## start RECORDS FOR PROCESSING

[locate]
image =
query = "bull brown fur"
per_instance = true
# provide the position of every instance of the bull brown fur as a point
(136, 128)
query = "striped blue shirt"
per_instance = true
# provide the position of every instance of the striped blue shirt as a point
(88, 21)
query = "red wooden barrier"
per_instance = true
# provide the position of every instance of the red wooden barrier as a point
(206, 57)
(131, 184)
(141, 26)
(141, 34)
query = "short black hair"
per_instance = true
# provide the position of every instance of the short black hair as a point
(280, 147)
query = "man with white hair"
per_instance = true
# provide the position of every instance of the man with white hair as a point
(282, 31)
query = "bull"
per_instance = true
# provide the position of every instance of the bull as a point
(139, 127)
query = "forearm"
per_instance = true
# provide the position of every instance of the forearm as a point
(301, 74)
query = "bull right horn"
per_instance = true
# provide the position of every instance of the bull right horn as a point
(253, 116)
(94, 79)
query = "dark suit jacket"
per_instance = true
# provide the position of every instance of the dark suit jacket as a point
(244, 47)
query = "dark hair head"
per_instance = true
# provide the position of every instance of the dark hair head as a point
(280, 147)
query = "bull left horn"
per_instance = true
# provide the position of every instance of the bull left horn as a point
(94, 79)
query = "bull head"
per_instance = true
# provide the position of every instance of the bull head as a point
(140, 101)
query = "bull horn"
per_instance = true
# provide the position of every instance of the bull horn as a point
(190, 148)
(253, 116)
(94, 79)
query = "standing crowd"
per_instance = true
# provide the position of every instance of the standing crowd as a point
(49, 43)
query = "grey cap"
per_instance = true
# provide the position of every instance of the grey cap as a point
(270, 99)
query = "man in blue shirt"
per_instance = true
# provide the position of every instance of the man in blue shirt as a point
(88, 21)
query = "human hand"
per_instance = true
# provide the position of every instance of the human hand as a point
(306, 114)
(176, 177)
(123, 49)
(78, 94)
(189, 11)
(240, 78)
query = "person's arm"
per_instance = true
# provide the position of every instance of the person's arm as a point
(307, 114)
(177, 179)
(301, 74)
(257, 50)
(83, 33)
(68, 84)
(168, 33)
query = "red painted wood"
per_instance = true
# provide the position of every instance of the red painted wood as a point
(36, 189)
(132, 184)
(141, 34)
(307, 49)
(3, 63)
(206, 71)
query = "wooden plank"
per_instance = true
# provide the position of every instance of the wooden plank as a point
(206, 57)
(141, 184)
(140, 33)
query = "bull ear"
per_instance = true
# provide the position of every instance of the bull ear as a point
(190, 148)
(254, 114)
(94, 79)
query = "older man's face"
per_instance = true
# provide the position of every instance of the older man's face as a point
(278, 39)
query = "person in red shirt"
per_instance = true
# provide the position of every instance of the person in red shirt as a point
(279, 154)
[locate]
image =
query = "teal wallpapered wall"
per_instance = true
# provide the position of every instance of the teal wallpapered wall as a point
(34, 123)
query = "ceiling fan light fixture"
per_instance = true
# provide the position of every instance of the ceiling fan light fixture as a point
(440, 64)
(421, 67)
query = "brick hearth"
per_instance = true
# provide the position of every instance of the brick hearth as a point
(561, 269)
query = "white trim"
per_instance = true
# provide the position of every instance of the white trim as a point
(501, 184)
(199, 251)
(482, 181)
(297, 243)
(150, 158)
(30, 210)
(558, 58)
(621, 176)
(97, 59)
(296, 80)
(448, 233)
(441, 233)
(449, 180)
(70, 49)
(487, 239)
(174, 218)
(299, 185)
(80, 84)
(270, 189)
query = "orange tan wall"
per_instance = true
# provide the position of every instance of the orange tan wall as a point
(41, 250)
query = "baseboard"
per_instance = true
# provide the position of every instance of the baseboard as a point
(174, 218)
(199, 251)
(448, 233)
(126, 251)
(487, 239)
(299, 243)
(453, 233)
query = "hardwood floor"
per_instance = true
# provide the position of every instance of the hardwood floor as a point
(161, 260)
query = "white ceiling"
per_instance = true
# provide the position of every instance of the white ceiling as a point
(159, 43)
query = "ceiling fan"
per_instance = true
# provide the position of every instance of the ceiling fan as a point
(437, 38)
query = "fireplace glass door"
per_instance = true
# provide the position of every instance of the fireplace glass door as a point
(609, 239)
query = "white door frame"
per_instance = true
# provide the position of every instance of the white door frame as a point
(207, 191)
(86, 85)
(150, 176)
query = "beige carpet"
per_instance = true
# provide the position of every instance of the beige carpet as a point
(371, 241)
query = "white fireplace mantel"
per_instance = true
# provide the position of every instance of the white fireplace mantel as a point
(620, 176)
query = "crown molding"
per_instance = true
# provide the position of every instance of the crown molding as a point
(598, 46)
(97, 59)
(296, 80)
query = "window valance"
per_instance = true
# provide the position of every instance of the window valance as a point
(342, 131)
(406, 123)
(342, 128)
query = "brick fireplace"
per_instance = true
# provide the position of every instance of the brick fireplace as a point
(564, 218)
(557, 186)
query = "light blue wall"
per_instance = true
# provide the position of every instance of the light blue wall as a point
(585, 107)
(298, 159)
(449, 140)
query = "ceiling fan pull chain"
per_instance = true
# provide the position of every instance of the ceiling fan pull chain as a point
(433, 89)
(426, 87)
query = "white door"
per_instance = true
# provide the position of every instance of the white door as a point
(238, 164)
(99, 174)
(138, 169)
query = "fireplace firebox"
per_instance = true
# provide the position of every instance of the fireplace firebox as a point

## end RECORDS FOR PROCESSING

→ **PROBLEM DESCRIPTION**: Write out the material from the first line to the last, exactly.

→ **EXPECTED ANSWER**:
[locate]
image =
query = "bull brown fur"
per_instance = true
# provide the position of every instance of the bull brown fur as a point
(136, 128)
query = "striped blue shirt"
per_instance = true
# provide the position of every instance of the striped blue shirt as a point
(88, 21)
query = "red wooden barrier"
per_instance = true
# provide the position of every instance of the red wooden barrier as a point
(206, 57)
(131, 184)
(141, 26)
(141, 34)
query = "short black hair"
per_instance = true
# provide the position of every instance of the short black hair as a point
(280, 147)
query = "man with white hair"
per_instance = true
# provide the position of every instance of the man with white hair as a point
(282, 31)
query = "bull"
per_instance = true
# provide the position of every instance of the bull as a point
(139, 127)
query = "forearm"
per_instance = true
# provide the position of every instance of the forearm as a point
(301, 74)
query = "bull right horn"
per_instance = true
# provide the position of every instance of the bull right horn as a point
(253, 116)
(94, 79)
query = "dark suit jacket"
per_instance = true
# provide the position of every instance of the dark suit jacket as a point
(244, 47)
query = "dark hair head"
per_instance = true
# provide the position of every instance of the dark hair head as a point
(280, 147)
query = "bull left horn"
per_instance = true
# provide the position of every instance of the bull left horn as a point
(94, 79)
query = "bull head"
per_instance = true
# provide the position of every instance of the bull head as a point
(140, 101)
query = "bull horn"
per_instance = true
# provide the position of every instance of the bull horn as a point
(190, 148)
(253, 116)
(94, 79)
query = "standing crowd"
per_instance = true
# provide the position of every instance of the standing crowd as a point
(49, 43)
query = "grey cap"
per_instance = true
# provide the position of every instance of the grey cap as a point
(270, 99)
query = "man in blue shirt"
per_instance = true
# provide the position of every instance of the man in blue shirt as a point
(88, 21)
query = "human hand"
per_instance = true
# provide the position of every instance of the human hand as a point
(306, 114)
(176, 177)
(123, 49)
(78, 94)
(189, 11)
(240, 78)
query = "person's arm"
per_instance = true
# provide the position of every instance of the person's arm as a point
(307, 114)
(177, 179)
(301, 74)
(257, 50)
(83, 33)
(68, 84)
(168, 33)
query = "red painted wood"
per_instance = true
# provide the position of every instance of the red painted wood as a point
(36, 189)
(132, 184)
(141, 34)
(307, 49)
(3, 63)
(206, 71)
query = "wooden plank"
per_instance = true
# provide the position of every instance of the wooden plank as a point
(206, 57)
(141, 184)
(140, 33)
query = "bull ear"
per_instance = true
# provide the position of every instance of the bull ear as a point
(190, 148)
(254, 114)
(94, 79)
query = "older man's face"
per_instance = true
# provide the position of every instance of the older man's face as a point
(278, 39)
query = "person in red shirt"
per_instance = true
# provide the position of every instance of the person in red shirt as a point
(279, 154)
[locate]
image =
query = "teal wallpapered wall"
per_instance = true
# provide the position of every instance of the teal wallpapered wall as a point
(34, 123)
query = "ceiling fan light fixture"
per_instance = true
# provide the position of every instance of the ceiling fan light fixture as a point
(440, 64)
(421, 67)
query = "brick hearth"
per_instance = true
# provide the position of every instance of the brick hearth as a point
(561, 269)
query = "white trim"
per_instance = true
# provide the position of every instance of the white trim as a point
(501, 184)
(199, 251)
(482, 181)
(297, 243)
(150, 158)
(30, 210)
(558, 58)
(621, 176)
(97, 59)
(296, 80)
(448, 233)
(441, 233)
(449, 180)
(70, 49)
(487, 239)
(174, 218)
(299, 185)
(80, 84)
(270, 189)
query = "orange tan wall"
per_instance = true
# provide the position of every instance of the orange tan wall as a point
(41, 250)
query = "baseboard"
per_instance = true
# provide the position of every instance of the baseboard as a point
(174, 218)
(199, 251)
(448, 233)
(126, 251)
(487, 239)
(299, 243)
(453, 233)
query = "hardwood floor"
per_instance = true
# provide the position of every instance of the hardwood floor as a point
(161, 260)
query = "white ceiling"
per_instance = true
# provide the position of every instance of the white ceiling as a point
(159, 43)
query = "ceiling fan"
per_instance = true
# provide the position of every instance of the ceiling fan as a point
(437, 38)
query = "fireplace glass door"
per_instance = true
# provide the position of every instance of the fireplace glass door as a point
(609, 239)
query = "white door frame"
per_instance = true
# provide the position of every instance of the white door frame as a point
(207, 191)
(86, 85)
(150, 176)
query = "beige carpet"
per_instance = true
# provide the position of every instance of the beige carpet as a point
(371, 241)
query = "white fireplace mantel"
per_instance = true
# provide the position of every instance of the white fireplace mantel as a point
(620, 176)
query = "crown molding"
per_instance = true
# provide the position of every instance of the crown molding as a point
(598, 46)
(97, 59)
(296, 80)
query = "window valance"
per_instance = true
# provide the position of every instance of the window valance as a point
(342, 131)
(406, 123)
(342, 128)
query = "brick fireplace"
per_instance = true
# provide the position of every instance of the brick fireplace as a point
(564, 218)
(557, 186)
query = "light blue wall"
per_instance = true
# provide the position of every instance of the light blue wall as a point
(585, 107)
(298, 159)
(449, 140)
query = "ceiling fan pull chain"
per_instance = true
# provide the position of every instance of the ceiling fan pull chain as a point
(433, 89)
(426, 87)
query = "white door"
per_instance = true
# provide the position of every instance of the white door as a point
(238, 164)
(99, 174)
(138, 169)
query = "fireplace firebox"
per_instance = true
# provide the position of every instance of the fireplace firebox as a point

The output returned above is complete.